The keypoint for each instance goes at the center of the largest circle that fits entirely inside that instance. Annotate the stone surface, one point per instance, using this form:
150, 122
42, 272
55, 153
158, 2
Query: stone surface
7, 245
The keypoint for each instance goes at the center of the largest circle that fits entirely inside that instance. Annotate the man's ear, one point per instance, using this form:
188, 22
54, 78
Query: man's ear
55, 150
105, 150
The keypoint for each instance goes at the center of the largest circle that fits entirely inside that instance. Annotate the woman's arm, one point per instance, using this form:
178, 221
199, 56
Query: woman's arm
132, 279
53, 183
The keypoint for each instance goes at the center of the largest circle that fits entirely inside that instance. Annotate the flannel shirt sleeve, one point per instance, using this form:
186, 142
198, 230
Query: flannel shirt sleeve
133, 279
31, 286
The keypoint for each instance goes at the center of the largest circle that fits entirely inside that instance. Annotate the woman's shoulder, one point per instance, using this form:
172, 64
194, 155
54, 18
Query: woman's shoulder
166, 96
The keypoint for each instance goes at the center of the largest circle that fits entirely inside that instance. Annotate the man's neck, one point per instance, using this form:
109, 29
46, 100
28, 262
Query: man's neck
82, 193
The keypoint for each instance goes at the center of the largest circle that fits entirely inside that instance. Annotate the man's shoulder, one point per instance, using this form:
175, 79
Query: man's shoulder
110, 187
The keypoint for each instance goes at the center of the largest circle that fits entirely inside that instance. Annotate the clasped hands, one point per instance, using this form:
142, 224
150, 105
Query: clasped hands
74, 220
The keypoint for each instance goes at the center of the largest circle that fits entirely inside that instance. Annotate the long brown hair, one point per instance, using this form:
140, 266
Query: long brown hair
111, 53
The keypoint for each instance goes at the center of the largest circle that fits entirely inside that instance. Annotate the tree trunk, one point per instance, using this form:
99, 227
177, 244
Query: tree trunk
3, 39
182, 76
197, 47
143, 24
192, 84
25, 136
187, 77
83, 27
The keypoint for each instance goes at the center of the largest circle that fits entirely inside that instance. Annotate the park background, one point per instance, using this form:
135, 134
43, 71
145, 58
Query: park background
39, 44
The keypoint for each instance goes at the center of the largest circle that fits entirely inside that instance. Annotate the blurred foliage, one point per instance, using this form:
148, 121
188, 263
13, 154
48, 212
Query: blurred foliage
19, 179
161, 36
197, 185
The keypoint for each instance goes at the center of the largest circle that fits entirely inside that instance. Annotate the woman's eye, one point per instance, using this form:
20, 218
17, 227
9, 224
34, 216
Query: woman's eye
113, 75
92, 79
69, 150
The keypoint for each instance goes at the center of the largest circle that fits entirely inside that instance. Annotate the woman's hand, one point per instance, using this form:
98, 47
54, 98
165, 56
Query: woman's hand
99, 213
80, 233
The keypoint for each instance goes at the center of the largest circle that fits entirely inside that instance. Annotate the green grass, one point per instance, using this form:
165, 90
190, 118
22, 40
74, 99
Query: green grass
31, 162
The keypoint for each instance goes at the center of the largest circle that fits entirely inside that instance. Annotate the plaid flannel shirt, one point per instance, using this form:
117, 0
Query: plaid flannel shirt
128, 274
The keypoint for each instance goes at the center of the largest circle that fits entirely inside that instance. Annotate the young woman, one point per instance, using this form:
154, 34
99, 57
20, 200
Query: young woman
───
Copy out every line of the records above, word for word and in the same order.

The keypoint for each instance goes at the center of the largest circle that fits entirely inside that instance. Annotate the stone surface, one point per instance, using this form:
150, 122
42, 272
55, 153
158, 2
Query: stone surface
7, 245
The keypoint for each instance goes at the center of the largest circle that fits entirely inside that instance. Annotate the man's ear, one point per instance, using this form:
188, 22
54, 78
Query: man's ear
55, 150
105, 150
The keypoint for each instance goes at the center of the largest circle that fits entirely inside that instance. Annotate the woman's arm, one point per instance, using this form:
178, 221
199, 56
Query: woman's arm
132, 279
53, 183
The keypoint for each instance goes at the center of the largest circle that fits entirely inside that instance. Annotate the flannel shirt sleeve, one point per instance, using this form:
186, 142
198, 230
Query: flannel shirt sleeve
133, 279
31, 286
The keypoint for each instance goes at the center of the largest circle that fits entirely inside that instance. Annotate the woman's shoulder, one point per instance, using this form:
172, 64
194, 155
54, 18
Query: woman's shoulder
166, 96
The keypoint for each instance goes at the center of the largest circle that fits entirely inside that instance. Annotate the man's neck, one point per instance, using this form:
109, 29
46, 100
28, 262
Query: man's neck
82, 193
The keypoint for each instance goes at the center of the largest circle that fits entirely inside that instance. Annotate the man's shoulder, one point per instance, using this form:
175, 79
Query: man's shoulder
110, 187
The keypoint for each instance goes at the center of the largest circle that fits entirely inside that instance. Annotate the clasped hands, one point per instance, using this form:
142, 224
150, 105
Query: clasped hands
74, 220
The keypoint for each instance goes at the center of the largest circle that fits entirely inside that instance. Annotate the long brown hair, one point per instance, using this form:
140, 266
Query: long brown hair
111, 53
The keypoint for each instance goes at the center of the largest circle that fits entirely inside that instance. Annotate the tree trunk, one point per instance, using this form:
99, 227
177, 244
Query: tree trunk
3, 39
182, 76
197, 47
143, 24
192, 84
25, 136
187, 77
83, 27
The keypoint for each instance goes at the center of the largest circle that fits entirely inside that instance. Annotate the park background, one point per instance, using this form:
135, 134
43, 71
145, 58
Query: park background
39, 44
The keypoint for each instance goes at the center of the largest circle that fits entirely inside that instance. Annotate the blurred foliage, one point per instance, using this form:
148, 121
188, 263
13, 154
48, 212
Query: blurred foliage
19, 179
161, 36
197, 185
The keypoint for each instance goes at the center of the largest circle that fits entirely inside that instance. Annotate the woman's eye, one point per instance, using this form:
20, 218
17, 227
9, 224
34, 216
Query: woman's eye
113, 75
92, 79
69, 150
The keypoint for each instance goes at the center of the largest circle that fits entirely inside that instance. Annotate the woman's hand, one point per instance, using this form:
98, 47
54, 98
165, 56
Query: woman's hand
99, 213
80, 233
The keypoint for each instance goes at the center of the largest circle that fits entirely inside that instance. Annotate the green grass, one point per instance, using this form:
165, 90
190, 118
22, 40
74, 99
Query: green grass
31, 162
The keypoint for each instance goes at the center of the largest circle that fits entirely inside that instance. Annotate the plaid flannel shirt, one point per instance, using this form:
117, 0
Query: plaid flannel shirt
128, 274
The keypoint for each instance goes at the center of the largest circle that fits entirely inside that instance. Annotate the young woman, one point per instance, using this form:
154, 34
99, 57
20, 200
Query: young woman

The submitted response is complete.